# Tarefas:
**1.** Extraia dos registros todas as linhas que contêm a palavra "flower".
**2.** Dê sequência à entrevista sobre a distribuição de PP e PE e a concorrência dos produtos da Zona Franca de Manaus, começando logo após a última frase apresentada.

# Texto fornecido:
O incentivo que desestimula
Maior negócio do varejo do plástico, a distribuição de PP e PE nacionais vive um martírio com a concorrência desigual da revenda no país de filmes e resinas vindos da Zona Franca à sombra de benefícios fiscais imbatíveis. O rombo causado a agentes autorizados e transformadores menores, movido inclusive por manobras informais, é escancarado nesta entrevista por Laércio Gonçalves, presidente da Associação Brasileira dos Distribuidores de Resinas Plásticas e Afins (Adirplast) e do Grupo activas, e Ricardo Mason, presidente da distribuidora Fortymil e recicladora Plastimil.
Quais foram, em estimativa média, as quedas aferidas em 2022 nas respectivas participações de PE e PP nas vendas da sua empresa e qual a influência da revenda nacional de PE e PP importado trazido por Manaus nesses resultados?
Laércio Gonçalves: A activas teve queda ao redor de 10% nas vendas de PE em 2022 compradas a 2021. Ela ocorreu por uma combinação de fatores: desaceleração da economia, instabilidade no cenário internacional e nacional e alta concorrência, tanto de revenda independente – operando via Manaus – como de material importado. Estes dois últimos indicadores tiveram forte influência nos números.
Para PP, o impacto nas nossas vendas foi menor, nem chegando a completar 2%. De forma geral, o volume de importado no país para a família de PP representou 25% do total de PE em 2022. Apenas em termos de PEBDL e PEBD, a importação anual foi maior que o volume desembarcado de PP, fora as outras famílias. A propósito, apenas em abril passado perante o mesmo mês em 2022, as importações brasileiras de PE subiram 37% e as de PP, 48%. Outra informação relevante: na média, PP e PE nacionais mobilizam 70% das vendas totais de plásticos dos distribuidores oficiais dessas poliolefinas.
Ricardo Mason: A Fortymil não teve queda em 2022 no comparativo com 2021, mas vale lembrar que 2021 foi ano de muita restrição de oferta de material em todo o mercado. A grande influência de PE importado por Manaus aconteceu na questão do crescimento do negócio, ou melhor dizendo, na impossibilidade dele, pois foi este o espaço que a revenda interna do material de Manaus ocupou. Isso vem se alastrando por 2023 e vale a mesma conjuntura para PP.
Nos últimos cinco anos, cresceu vertiginosamente a revenda nacional e 100% legal de filmes como os de baixo valor agregado (sacos/sacolas, shrink, stretch) produzidos na Zona Franca com incentivos fiscais e de PE importado com isenções tarifárias pelo porto livre de Manaus. Como avalia as condições dos transformadores (em geral menores e médios) desses filmes baseados fora de Manaus para disputar em suas regiões com os preços desses filmes vindos da Zona Franca?

# Registros fornecidos:
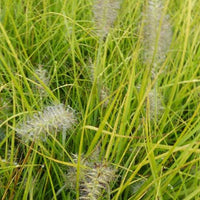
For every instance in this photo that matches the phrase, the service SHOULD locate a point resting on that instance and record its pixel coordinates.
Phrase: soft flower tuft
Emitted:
(157, 34)
(52, 119)
(95, 177)
(105, 13)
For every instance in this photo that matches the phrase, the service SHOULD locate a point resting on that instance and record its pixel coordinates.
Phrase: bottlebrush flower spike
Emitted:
(105, 13)
(43, 75)
(155, 102)
(95, 177)
(157, 34)
(52, 119)
(96, 181)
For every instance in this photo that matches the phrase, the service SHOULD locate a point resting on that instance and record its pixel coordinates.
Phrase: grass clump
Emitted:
(133, 83)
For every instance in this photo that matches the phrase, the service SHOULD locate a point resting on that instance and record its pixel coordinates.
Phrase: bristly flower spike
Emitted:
(105, 13)
(157, 34)
(52, 119)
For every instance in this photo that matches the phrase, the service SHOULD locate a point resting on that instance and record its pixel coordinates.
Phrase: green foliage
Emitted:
(153, 157)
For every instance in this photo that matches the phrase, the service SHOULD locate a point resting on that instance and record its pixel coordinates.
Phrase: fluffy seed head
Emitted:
(52, 119)
(95, 177)
(157, 34)
(43, 75)
(155, 102)
(105, 13)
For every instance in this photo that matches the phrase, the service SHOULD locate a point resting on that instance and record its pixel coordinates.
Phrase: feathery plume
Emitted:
(157, 34)
(155, 102)
(52, 119)
(95, 178)
(105, 13)
(43, 75)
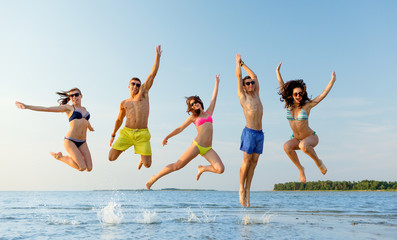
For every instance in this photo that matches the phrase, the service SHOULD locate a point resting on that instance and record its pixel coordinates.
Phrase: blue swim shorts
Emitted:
(252, 141)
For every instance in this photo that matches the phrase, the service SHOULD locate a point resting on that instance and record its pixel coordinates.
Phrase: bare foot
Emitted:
(149, 183)
(56, 155)
(201, 170)
(140, 165)
(302, 176)
(247, 197)
(323, 168)
(242, 198)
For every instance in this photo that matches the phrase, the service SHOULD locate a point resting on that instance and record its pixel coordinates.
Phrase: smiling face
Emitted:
(195, 105)
(134, 86)
(297, 94)
(75, 96)
(248, 84)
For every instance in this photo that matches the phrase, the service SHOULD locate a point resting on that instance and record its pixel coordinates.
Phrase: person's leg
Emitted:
(290, 148)
(245, 166)
(189, 154)
(114, 154)
(215, 161)
(250, 175)
(123, 142)
(85, 151)
(75, 160)
(307, 146)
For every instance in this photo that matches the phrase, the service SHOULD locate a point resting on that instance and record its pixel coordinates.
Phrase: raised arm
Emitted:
(211, 107)
(149, 81)
(61, 108)
(240, 89)
(279, 78)
(179, 129)
(118, 123)
(325, 92)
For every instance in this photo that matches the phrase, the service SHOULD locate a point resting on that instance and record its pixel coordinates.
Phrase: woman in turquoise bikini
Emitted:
(202, 144)
(298, 106)
(75, 140)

# Respostas fornecidas:
**1.**
Phrase: soft flower tuft
Phrase: bottlebrush flower spike
Phrase: bristly flower spike

**2.**
Laércio Gonçalves: Esta é uma briga que, muitas vezes, se torna injusta e impeditiva para pequenos e médios transformadores fazerem negócios. Muitas vezes, o caminho encontrado é baratear ao máximo suas operações. A concorrência movida por filmes da Zona Franca também deixa esses industriais com pouquíssimas ou quase nulas chances de inovar produtos e renovar seu parque fabril; ficam apenas fazendo conta para assegurar a sobrevivência.
Ricardo Mason: Os transformadores menores e médios têm sofrido com a condição fiscal diferenciada que esses produtos desfrutam em Manaus. Você nota a maioria dessas empresas reduzindo seus volumes e até fechando as portas.
Qual o impacto da revenda nacional desses filmes vindos da Zona Franca sobre a carteira dos clientes da distribuição das poliolefinas nacionais (rede Braskem) que produzem estes mesmos filmes em locais sem incentivos no Sudeste/Sul?
Laércio Gonçalves: Como comentei na resposta anterior, não apenas esses nossos clientes são impactados, mas toda a cadeia que eles integram. Em toda operação que gera grandes desigualdades de concorrência, caso de Manaus, quem não opera sob as condições fiscais privilegiadas se torna pouco competitivo. Por vezes, o que ameniza esse cenário para nossos clientes de filmes perturbados pela disputa com produtos da Zona Franca é o tamanho do pais. Seu território continental requer do transformador capilaridade para atender o mercado, o que contempla os players mais regionalizados com certa vantagem. Mas quando pensamos em grandes mercados como Sudeste e Sul, o impacto da ofensiva dos filmes remetidos de Manaus chega a ser trágico.
Ricardo Mason: O impacto é muito grande. A grande realidade é que a Distribuição Oficial tem atuado cada vez menos no mercado de flexíveis, seja porque vários clientes médios e pequenos não existem mais, seja porque a revenda de material atua diretamente nesse mercado praticando preços fora da curva.
Qual o mecanismo usado pelas empresas localizadas em Manaus para revender a resina importada comprada por lá? Principalmente considerando que o preço de venda, tendo como destino esse porto, é em geral mais alto. Como esse material chega ao Sudeste, região de maior consumo de plásticos do país? A Adirplast tem ferramentas para combater essa prática? Como mostrar ao mercado consumidor que essa atuação não tem bases legais?
Laércio Gonçalves: Oficialmente, não é um mercado acompanhado de perto pelos órgãos públicos estaduais e federais e, entre as explicações para o distanciamento deles, constam motivos escusos. Sabemos que a criatividade tem sido crescente nesse modelo de operação de revenda nacional de resina internada no país por Manaus. Há evidências bem conhecidas de artimanhas que circulam pelo ramo. Por exemplo, o fato da sacaria ser claramente de resina, sem nenhuma alteração. Porém, apenas uma etiqueta costuma ser colada com a informação da Nomenclatura Comum do Mercosul (NCM) referente a material beneficiado (composto) quando na realidade ele permanece inalterado e assim segue para o restante do país, onde causa estragos nos mercados das regiões em que é recebido.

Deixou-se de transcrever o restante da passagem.